▸ Work task
State the number of lines in these records that include the string "girl", and say nothing more.

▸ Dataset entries
- Opening Delimiter -

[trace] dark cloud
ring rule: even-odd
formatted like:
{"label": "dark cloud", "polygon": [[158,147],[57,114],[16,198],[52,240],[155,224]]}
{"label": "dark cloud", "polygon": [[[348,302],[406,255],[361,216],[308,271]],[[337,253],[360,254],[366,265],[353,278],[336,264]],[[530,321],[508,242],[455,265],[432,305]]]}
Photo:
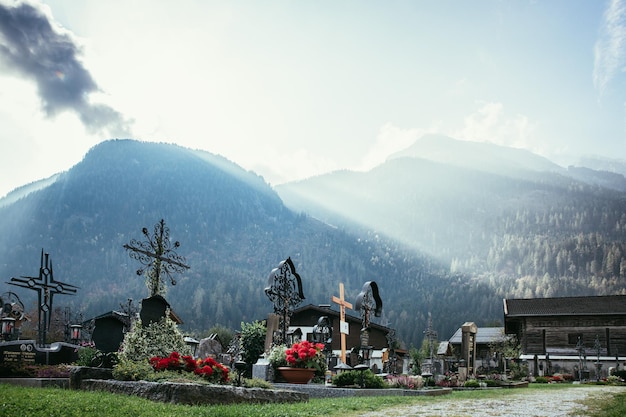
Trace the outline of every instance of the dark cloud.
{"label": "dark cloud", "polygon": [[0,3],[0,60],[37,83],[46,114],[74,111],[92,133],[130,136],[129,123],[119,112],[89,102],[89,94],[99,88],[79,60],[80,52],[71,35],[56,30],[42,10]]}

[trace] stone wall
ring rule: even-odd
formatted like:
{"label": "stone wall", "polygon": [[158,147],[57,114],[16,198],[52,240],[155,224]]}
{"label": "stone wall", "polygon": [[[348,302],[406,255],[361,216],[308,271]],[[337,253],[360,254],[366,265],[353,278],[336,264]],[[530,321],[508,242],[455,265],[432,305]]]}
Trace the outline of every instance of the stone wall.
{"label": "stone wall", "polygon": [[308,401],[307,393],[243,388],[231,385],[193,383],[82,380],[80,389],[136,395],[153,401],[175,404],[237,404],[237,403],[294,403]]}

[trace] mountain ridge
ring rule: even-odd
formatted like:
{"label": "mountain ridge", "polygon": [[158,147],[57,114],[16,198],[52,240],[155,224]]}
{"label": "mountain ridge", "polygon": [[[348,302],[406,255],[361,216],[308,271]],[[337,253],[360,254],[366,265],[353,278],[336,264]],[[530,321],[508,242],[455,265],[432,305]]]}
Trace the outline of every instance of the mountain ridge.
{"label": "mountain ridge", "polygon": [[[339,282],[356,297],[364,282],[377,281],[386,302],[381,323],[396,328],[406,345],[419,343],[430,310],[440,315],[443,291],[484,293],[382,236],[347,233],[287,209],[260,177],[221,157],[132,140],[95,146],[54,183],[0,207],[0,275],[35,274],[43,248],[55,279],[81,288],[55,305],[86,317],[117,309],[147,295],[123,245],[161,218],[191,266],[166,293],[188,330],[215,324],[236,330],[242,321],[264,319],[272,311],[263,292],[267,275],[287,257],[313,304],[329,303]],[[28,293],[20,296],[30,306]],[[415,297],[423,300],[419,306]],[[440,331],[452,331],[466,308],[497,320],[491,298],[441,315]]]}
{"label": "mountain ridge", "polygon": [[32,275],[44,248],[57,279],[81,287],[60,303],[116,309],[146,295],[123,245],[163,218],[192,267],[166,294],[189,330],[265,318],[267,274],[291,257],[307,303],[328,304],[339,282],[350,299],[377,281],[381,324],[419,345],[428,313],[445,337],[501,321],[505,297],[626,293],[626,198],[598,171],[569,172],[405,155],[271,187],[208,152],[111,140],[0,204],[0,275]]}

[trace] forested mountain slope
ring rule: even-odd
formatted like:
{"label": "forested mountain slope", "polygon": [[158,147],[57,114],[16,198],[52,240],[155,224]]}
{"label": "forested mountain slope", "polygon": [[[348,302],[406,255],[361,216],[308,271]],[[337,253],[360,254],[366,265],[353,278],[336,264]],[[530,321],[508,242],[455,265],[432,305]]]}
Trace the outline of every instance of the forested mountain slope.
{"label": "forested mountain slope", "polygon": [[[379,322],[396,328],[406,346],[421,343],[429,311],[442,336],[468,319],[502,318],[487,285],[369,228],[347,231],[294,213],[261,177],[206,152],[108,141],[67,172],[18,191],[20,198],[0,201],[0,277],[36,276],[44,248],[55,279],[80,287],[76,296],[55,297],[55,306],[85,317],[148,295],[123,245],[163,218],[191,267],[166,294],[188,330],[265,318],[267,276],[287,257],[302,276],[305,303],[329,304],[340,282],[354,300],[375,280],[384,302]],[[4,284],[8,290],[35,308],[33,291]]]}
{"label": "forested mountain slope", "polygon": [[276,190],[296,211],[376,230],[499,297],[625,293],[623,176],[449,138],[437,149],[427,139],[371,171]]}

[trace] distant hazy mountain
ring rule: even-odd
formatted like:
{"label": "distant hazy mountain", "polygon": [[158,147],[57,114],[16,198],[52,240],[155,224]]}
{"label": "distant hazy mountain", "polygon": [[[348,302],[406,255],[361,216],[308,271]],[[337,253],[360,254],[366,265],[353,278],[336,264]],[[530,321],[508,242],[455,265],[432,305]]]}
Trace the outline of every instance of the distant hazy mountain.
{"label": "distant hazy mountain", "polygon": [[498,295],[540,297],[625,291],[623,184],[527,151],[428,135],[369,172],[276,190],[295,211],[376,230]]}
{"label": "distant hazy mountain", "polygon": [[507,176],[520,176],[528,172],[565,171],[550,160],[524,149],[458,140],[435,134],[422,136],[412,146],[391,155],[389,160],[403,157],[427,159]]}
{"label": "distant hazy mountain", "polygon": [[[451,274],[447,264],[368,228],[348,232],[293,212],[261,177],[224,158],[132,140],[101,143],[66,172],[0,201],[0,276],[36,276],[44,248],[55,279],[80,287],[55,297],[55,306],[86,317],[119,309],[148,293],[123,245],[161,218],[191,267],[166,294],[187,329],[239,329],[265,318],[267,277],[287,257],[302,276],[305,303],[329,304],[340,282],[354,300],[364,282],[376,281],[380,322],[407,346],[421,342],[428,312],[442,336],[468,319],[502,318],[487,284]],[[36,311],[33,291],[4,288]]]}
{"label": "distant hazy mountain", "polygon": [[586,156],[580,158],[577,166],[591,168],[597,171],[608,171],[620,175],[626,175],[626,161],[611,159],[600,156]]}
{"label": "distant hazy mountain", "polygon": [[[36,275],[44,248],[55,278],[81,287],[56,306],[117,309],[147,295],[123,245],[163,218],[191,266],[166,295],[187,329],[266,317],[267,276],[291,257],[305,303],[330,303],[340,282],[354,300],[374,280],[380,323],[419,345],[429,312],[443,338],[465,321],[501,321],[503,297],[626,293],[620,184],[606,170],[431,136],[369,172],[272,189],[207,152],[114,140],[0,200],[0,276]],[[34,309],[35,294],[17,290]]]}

- Closing Delimiter -
- Opening Delimiter -

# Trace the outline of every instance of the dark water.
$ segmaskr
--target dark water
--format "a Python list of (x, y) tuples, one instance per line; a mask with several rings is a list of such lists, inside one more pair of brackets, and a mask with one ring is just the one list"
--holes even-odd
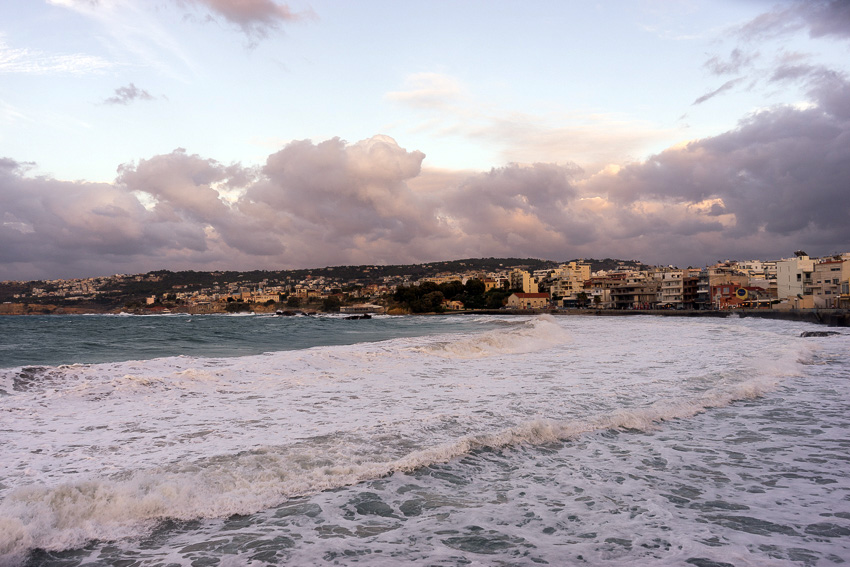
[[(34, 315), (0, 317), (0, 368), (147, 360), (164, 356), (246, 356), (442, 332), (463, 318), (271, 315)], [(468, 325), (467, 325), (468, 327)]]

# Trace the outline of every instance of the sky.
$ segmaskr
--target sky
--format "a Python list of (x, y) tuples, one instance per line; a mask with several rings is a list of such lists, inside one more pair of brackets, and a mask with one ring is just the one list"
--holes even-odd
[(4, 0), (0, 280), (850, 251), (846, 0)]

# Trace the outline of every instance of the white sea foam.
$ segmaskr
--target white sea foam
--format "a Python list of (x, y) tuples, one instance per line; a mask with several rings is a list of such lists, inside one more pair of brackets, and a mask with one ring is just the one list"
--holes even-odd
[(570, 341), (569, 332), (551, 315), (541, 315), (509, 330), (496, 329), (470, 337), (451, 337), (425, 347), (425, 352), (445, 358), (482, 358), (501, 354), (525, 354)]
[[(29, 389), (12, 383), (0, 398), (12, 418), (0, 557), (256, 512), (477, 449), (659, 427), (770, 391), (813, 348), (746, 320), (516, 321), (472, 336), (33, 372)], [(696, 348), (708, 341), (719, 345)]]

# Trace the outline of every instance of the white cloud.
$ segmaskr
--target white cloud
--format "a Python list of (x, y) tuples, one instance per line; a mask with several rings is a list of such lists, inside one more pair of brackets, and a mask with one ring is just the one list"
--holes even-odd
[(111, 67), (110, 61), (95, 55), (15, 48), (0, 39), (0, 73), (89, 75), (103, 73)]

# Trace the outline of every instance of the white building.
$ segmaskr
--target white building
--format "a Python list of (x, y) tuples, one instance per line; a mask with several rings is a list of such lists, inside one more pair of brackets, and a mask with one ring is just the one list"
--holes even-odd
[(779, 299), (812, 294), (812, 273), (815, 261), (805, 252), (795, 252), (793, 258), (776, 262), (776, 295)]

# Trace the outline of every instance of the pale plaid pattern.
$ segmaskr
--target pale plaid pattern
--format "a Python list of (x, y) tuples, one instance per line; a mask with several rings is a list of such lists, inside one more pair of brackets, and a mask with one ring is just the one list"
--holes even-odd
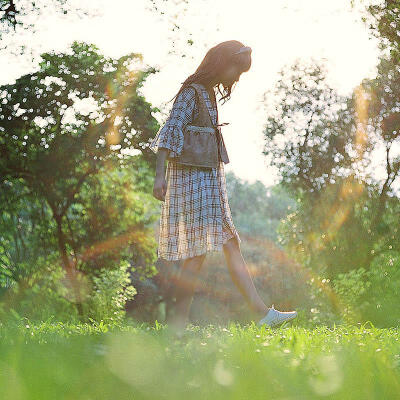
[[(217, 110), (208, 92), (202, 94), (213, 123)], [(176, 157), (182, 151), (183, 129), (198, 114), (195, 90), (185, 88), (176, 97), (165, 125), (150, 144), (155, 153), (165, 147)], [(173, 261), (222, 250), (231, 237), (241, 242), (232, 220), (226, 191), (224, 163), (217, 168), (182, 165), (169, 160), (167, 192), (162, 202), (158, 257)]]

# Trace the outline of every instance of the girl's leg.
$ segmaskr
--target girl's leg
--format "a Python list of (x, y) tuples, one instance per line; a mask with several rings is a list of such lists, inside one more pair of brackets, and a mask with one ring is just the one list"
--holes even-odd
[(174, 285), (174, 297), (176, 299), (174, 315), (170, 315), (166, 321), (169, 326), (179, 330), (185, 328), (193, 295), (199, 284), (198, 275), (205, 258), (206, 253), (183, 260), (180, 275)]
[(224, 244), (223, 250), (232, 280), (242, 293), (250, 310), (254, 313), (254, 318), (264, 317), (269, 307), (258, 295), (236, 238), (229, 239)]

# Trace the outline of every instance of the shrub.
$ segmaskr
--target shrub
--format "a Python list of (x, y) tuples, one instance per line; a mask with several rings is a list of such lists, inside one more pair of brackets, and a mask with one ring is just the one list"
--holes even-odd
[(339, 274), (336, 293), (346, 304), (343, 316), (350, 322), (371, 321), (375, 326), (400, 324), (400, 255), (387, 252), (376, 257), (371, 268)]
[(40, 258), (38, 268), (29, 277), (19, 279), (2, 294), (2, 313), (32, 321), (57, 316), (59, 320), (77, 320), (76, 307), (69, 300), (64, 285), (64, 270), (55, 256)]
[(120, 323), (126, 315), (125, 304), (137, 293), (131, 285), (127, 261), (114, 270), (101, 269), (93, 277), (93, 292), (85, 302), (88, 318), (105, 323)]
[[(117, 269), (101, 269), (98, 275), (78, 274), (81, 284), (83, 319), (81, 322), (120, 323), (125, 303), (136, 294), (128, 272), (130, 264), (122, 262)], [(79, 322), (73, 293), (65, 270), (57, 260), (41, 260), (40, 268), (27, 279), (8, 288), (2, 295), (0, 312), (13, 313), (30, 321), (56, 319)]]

- Closing Delimiter -

▸ Reply to the exercise
2